Exercise details: How many lines in the entries below include the string "door"? Answer with the number only.

(Point localization data)

%%

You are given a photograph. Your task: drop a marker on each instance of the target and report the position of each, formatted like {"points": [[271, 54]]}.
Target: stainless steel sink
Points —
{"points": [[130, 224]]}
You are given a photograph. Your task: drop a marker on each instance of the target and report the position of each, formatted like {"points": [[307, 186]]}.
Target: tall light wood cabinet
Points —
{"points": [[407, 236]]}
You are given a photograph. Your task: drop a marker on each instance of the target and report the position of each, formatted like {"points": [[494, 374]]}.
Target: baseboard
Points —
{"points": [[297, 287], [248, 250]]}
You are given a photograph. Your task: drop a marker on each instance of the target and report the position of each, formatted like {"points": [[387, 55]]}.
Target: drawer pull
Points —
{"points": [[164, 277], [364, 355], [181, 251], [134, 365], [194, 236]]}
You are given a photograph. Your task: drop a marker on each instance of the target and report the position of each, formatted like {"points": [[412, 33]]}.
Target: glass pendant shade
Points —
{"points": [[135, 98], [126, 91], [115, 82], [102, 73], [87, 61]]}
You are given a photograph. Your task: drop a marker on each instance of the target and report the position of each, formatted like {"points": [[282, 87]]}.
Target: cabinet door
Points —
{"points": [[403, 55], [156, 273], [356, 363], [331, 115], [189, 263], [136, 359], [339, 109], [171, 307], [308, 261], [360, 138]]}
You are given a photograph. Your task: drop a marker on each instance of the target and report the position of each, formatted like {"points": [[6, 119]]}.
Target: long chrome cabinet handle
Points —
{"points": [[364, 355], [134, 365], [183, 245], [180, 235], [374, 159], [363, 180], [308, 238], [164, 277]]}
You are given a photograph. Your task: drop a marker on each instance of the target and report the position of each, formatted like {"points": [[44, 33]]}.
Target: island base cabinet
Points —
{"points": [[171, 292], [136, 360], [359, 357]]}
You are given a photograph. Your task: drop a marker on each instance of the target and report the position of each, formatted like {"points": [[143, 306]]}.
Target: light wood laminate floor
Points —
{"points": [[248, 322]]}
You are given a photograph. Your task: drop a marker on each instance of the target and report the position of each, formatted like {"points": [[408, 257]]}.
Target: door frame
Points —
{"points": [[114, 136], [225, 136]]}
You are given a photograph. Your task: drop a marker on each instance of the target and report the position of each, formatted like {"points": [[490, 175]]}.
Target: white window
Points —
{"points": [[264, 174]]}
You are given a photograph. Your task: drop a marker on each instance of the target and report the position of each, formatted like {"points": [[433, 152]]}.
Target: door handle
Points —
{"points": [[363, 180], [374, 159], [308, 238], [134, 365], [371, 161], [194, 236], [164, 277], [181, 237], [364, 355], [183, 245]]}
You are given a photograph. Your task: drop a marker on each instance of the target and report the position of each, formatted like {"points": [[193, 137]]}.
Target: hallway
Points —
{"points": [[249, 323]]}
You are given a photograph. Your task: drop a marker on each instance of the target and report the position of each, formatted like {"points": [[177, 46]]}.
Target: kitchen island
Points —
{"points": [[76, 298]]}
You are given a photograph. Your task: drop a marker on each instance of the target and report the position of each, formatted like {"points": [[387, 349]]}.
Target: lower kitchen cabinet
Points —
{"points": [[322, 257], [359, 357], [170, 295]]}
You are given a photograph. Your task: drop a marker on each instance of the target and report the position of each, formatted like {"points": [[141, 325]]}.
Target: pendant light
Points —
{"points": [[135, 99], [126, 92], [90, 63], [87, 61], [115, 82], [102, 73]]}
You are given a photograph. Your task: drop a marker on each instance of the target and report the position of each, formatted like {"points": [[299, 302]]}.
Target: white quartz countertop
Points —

%%

Reply: 3